### SHORT EXERCISE
Write down the data below word for word, changing nothing.

### INPUT DATA
(begin)

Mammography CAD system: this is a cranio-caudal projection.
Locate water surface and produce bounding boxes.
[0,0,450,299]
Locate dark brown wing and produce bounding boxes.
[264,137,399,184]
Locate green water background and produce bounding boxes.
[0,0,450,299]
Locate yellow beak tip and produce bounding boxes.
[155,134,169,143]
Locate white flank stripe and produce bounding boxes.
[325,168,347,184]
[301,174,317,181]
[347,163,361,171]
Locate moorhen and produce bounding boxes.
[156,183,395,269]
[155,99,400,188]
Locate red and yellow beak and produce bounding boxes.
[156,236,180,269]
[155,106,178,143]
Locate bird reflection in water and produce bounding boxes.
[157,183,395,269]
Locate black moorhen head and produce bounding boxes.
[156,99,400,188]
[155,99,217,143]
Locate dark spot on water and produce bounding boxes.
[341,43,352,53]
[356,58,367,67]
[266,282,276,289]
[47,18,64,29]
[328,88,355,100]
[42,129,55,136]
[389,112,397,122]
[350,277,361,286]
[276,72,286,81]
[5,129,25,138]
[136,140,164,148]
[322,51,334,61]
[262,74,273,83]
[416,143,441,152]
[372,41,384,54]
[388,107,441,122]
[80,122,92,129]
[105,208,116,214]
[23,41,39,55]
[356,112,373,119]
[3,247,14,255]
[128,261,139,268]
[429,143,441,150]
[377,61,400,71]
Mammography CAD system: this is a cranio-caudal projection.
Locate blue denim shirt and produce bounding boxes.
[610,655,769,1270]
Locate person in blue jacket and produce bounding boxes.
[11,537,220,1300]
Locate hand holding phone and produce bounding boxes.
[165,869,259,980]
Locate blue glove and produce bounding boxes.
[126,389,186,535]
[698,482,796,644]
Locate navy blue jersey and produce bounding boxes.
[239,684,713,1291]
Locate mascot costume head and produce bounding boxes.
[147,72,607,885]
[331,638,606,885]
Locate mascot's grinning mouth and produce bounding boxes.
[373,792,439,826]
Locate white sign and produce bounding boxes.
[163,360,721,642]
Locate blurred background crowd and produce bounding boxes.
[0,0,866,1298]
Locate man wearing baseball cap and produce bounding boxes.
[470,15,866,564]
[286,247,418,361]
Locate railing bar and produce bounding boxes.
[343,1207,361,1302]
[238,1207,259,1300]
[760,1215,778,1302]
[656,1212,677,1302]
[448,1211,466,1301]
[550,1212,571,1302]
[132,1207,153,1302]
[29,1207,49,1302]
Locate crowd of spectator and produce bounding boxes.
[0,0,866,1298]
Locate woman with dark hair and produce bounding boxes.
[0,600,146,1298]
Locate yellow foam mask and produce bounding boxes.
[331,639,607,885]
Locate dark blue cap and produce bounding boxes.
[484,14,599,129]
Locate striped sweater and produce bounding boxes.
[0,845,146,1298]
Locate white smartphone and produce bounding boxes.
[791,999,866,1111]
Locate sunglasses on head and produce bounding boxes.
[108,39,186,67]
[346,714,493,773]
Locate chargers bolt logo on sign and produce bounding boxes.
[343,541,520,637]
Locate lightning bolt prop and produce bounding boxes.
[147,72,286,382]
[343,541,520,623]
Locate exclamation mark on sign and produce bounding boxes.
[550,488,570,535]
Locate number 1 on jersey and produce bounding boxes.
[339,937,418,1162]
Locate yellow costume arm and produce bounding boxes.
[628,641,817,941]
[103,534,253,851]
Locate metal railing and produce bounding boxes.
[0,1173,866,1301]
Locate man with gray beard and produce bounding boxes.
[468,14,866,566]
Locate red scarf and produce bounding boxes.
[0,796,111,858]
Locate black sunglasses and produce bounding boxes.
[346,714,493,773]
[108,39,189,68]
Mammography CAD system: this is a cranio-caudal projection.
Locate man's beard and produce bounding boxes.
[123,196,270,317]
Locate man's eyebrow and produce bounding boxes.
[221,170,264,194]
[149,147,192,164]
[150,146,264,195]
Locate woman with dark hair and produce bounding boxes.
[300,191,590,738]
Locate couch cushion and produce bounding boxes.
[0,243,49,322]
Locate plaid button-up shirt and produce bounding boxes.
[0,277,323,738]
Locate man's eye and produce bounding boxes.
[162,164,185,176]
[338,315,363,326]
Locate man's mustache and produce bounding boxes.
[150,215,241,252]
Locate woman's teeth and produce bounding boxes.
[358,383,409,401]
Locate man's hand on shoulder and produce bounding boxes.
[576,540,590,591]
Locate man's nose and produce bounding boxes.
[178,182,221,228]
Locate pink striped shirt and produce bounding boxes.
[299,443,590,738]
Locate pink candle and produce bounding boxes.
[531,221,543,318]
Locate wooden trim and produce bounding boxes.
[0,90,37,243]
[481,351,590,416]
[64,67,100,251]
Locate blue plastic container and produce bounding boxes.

(end)

### WRITTEN ANSWER
Mammography CAD system: this is a cranio-caudal projection.
Locate water surface and produce bounding boxes.
[0,0,450,299]
Locate dark brown wing and produce bounding boxes.
[264,137,399,184]
Locate green water background and produce bounding boxes.
[0,0,450,299]
Locate yellow beak tip and produce bounding boxes.
[155,134,169,143]
Locate white flank stripe and produce bounding boxes.
[325,168,347,184]
[301,174,317,181]
[347,163,361,171]
Locate moorhen and produce bounding boxes.
[156,183,395,269]
[155,99,400,188]
Locate red and yellow beak and produce bounding boxes.
[156,236,180,269]
[155,106,178,143]
Locate bird reflection in water and produce bounding boxes.
[157,183,395,269]
Locate black moorhen head and produce bounding boxes.
[156,99,400,188]
[155,99,217,143]
Locate dark spot on water and produce bounding boxes.
[341,43,352,53]
[356,58,367,67]
[266,282,276,289]
[47,18,64,29]
[328,88,355,100]
[42,129,55,136]
[389,112,397,122]
[350,277,361,286]
[276,72,286,81]
[5,129,25,138]
[136,140,164,148]
[322,51,334,61]
[262,74,273,83]
[416,143,441,152]
[372,41,384,54]
[388,107,441,122]
[80,122,92,129]
[105,208,116,214]
[23,41,39,55]
[356,112,373,119]
[3,247,14,255]
[128,261,139,268]
[429,143,441,150]
[377,61,400,71]
Mammography CAD system: this is a cranio-caudal projection.
Locate blue denim shirt and produce bounding boxes.
[610,655,769,1270]
Locate person in blue jacket and produce bounding boxes.
[11,537,220,1300]
Locate hand holding phone and produce bounding boxes.
[165,869,259,980]
Locate blue glove and produce bounding boxes.
[126,389,186,535]
[698,482,796,644]
Locate navy blue jersey and produce bounding boxes.
[239,684,713,1291]
Locate mascot costume head and produce bounding boxes.
[147,72,607,885]
[331,638,606,885]
Locate mascot's grinning mouth and produce bounding boxes.
[373,792,439,826]
Locate white sign and produce bounding boxes.
[163,360,721,642]
Locate blurred background crowd and produce bounding boxes.
[0,0,866,1298]
Locate man wearing baseball cap and produce bounding boxes.
[470,15,866,564]
[286,247,418,361]
Locate railing bar and produce bounding boxes.
[343,1207,361,1302]
[238,1207,259,1300]
[760,1215,778,1302]
[656,1212,677,1302]
[448,1211,466,1301]
[550,1212,571,1302]
[132,1207,153,1302]
[29,1207,49,1302]
Locate crowd of spectator and produce bounding boxes.
[0,0,866,1298]
Locate woman with dark hair and produce bounding boxes.
[0,600,146,1298]
Locate yellow foam mask and produce bounding boxes.
[331,639,607,885]
Locate dark blue cap and produce bounding boxes.
[484,14,599,129]
Locate striped sweater and produce bounding boxes.
[0,845,146,1298]
Locate white smartphone and produce bounding boxes.
[791,999,866,1111]
Locate sunglasses on head and produce bounding boxes.
[108,39,186,67]
[346,714,493,773]
Locate chargers bolt logo on sign and produce bounding boxes.
[343,541,520,637]
Locate lightning bolt prop and produce bounding boxes.
[147,72,286,382]
[343,541,520,623]
Locate exclamation mark on sign and produce bounding boxes.
[550,488,570,535]
Locate number 1 on jersey and produce bounding boxes.
[339,937,418,1162]
Locate yellow costume arm and produce bounding boxes.
[628,641,817,941]
[103,534,253,851]
Locate metal railing and produce bounding boxes.
[0,1173,866,1301]
Locate man with gray beard and produce bounding boxes.
[468,14,866,566]
Locate red scarf and produce bounding boxes.
[0,796,111,858]
Locate black sunglasses and produce bounding boxes.
[346,714,493,773]
[108,39,189,68]
Mammography CAD system: this is a cranio-caudal projection.
Locate man's beard and produce bounding boxes.
[123,196,270,317]
Locate man's eyebrow and produce bounding boxes.
[221,170,264,194]
[149,147,192,164]
[150,146,264,195]
Locate woman with dark hair and produce bounding boxes.
[300,191,590,738]
Locate couch cushion and produce bounding boxes.
[0,243,49,322]
Locate plaid button-up shirt and produce bounding boxes.
[0,277,323,738]
Locate man's eye and produce bounding boxes.
[162,164,185,176]
[338,315,363,326]
Locate man's mustache and produce bounding boxes.
[150,215,241,252]
Locate woman's teeth and produce bounding boxes.
[358,383,409,401]
Locate man's hand on shoulder and produce bounding boxes.
[576,540,590,591]
Locate man's nose and produce bounding boxes.
[178,182,221,228]
Locate pink striped shirt and produce bounding boxes.
[299,443,590,738]
Locate pink candle and produce bounding boxes.
[531,221,543,318]
Locate wooden trim and produce bounding boxes.
[0,90,37,243]
[481,351,590,416]
[64,67,100,251]
Locate blue plastic container and produce bounding boxes.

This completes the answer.